The problem ▸ Pick up the passage below on lunar months and cycles of the Moon where it stops, and extend it with the next part.

Document section ▸

════════════════════

I      Lunar months: One revolution of Moon around the earth is called lunar month. There are following four types of lunar months:
           
(1)       The Sidereal month: Period during the Moon, when observed from earth against a fixed star, moves around the zodiac once and returns to the same star. Its duration is 27.3217 mean solar days (27d 7h 43m).

(2)       The Synodic month (a Lunation):
It is the period between one new Moon (a conjunction of Sun and the Moon) to the next. Its duration is 29.5306 mean solar days (29d 12h 44m). It is larger than sidereal month as it indicates relation of the Moon with the Sun. During one revolution of the Moon around earth, the Sun also moves by slightly less than one sign. To catch up the Sun, the Moon has to take extra time.

(3)        The Nodical month: It is time the Moon takes to complete one round from Rahu to Ketu and back to Rahu – the Moon’s nodes. Its duration is about 27.2122 mean solar days.

(4)        The Anomalistic month: This is duration of time that the Moon takes to complete one revolution around the earth, in its orbit from perigee to perigee. Its duration is about 27.5546 mean solar days.

(5)        The Moon revolves around earth in elliptical orbit (so does the earth around the Sun). The orbit is in constant flux due to perturbations caused by the Sun and the planets. Perigee is the point at which the Moon in orbit around the earth is at the least distance from the earth. Its reverse is called Apogee.

(6)        An anomalistic lunar month is the lunar equivalent to the solar anomalistic month, which indicates the passage of the Sun around the earth from perigee to perigee or the passage of the earth around the Sun from perihelion to perihelion. Perihelion and Aphelion are to perigee and apogee, with the Sun as the center and the planets orbiting around it.

II         Cycles of the Moon:

(1)        Lunar year: it is a synodic year consisting of 12 synodic months, amounting to a duration of about 354 days. It contains 360 lunar dates or tithes (30 tithis in one synodic month). This year falls short of a solar year (equal to 365.25 days) by about 11 days.

(2)        Luni-Solar year: If a totally lunar calendar were followed, the various seasons would fail to coincide with the lunar months, since the lunar year would end 11 days earlier than a solar year. This would mean a difference of over one month over three solar year. In order to compensate this and to make the solar and lunar calendar function side by side, a luni-solar concept has been developed so that an extra lunar month is added approximately three years or earlier. It is called an intercalary month (Adhik maasa). The various `Yugas’ consisting of 3-year cycle, 5-year cycle, 8-year cycle, 11-year cycle, 19 years cycle, 30-year cycle etc. signified brilliant attempts by Indian pre-Vedic astronomers to harmonise the solar and lunar years. The 19-year cycle appears to be most accurate `observed’ Yuga or cycle. It consists of 7 intercalary months over a period of 19 solar years. Therefore in a period of 228 solar months, there are 235 lunar (synodic months (New Moon or Full moon).

════════════════════

Supplied records ▸
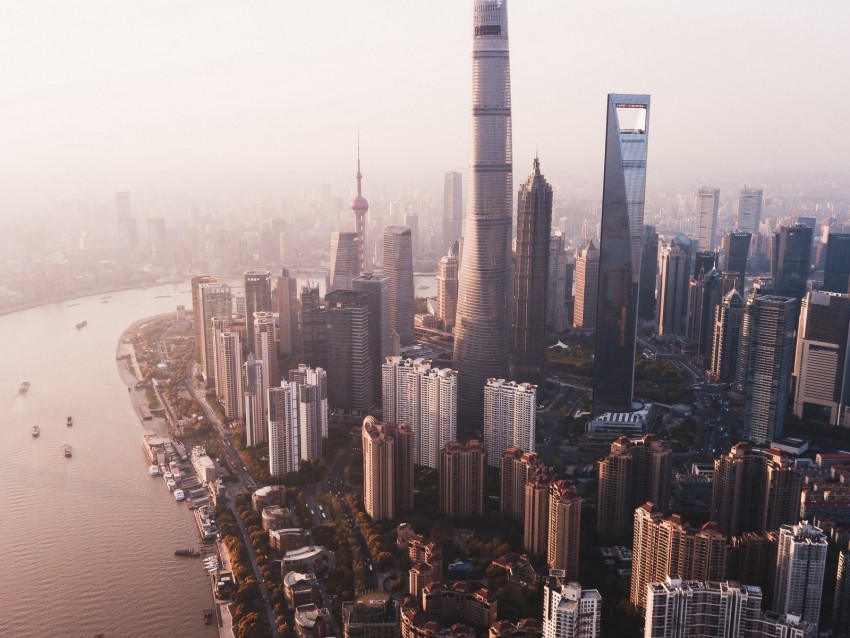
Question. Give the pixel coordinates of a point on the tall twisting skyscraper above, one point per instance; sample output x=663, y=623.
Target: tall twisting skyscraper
x=481, y=329
x=620, y=249
x=534, y=226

════════════════════

Output for this task ▸
(3)        The Metonic cycle: Consistent with above observation by vedic astronomers, Meton (433 BC) discovered that there occur 235 lunations in a period of 19 solar years. 19 solar years equals to 19x365.2422=6939.60 days and 235 lunations equals to 235x29.5306=6939.69. The two figures are remarkably close. It means that 19 solar years are equal to 19 lunar years and 7 lunar months.

(4)       
The 19 years luni-solar cycle is so accurate that the tithes or lunar dates on similar days after exactly 19 years. Even astronomical phenomenon like, eclipses recur after 19 years interval with fair precision.

(5)        Adhik Maasa or Intercalary month: Sun’s ingress in to a sign is called `Sankranti’. A lunar month in which there is no solar ingress into a sign is an intercalary month or Adhik maasa. An intercalary month occurs once in about 3 years and 16 days. Roughly in three years, there is an intercalary month. That year, there are 13 lunar months.

(6)        Kshaya or Omitted month: It occurs when there are two solar ingresses in one lunar year. This is rare. When there is a Kshaya maasa, there occur two intercalary months during that one-year. It occurred once in Saka 1744 & Saka 1885.

III        Eclipses: There are two types of eclipsers – Solar and Lunar eclipses.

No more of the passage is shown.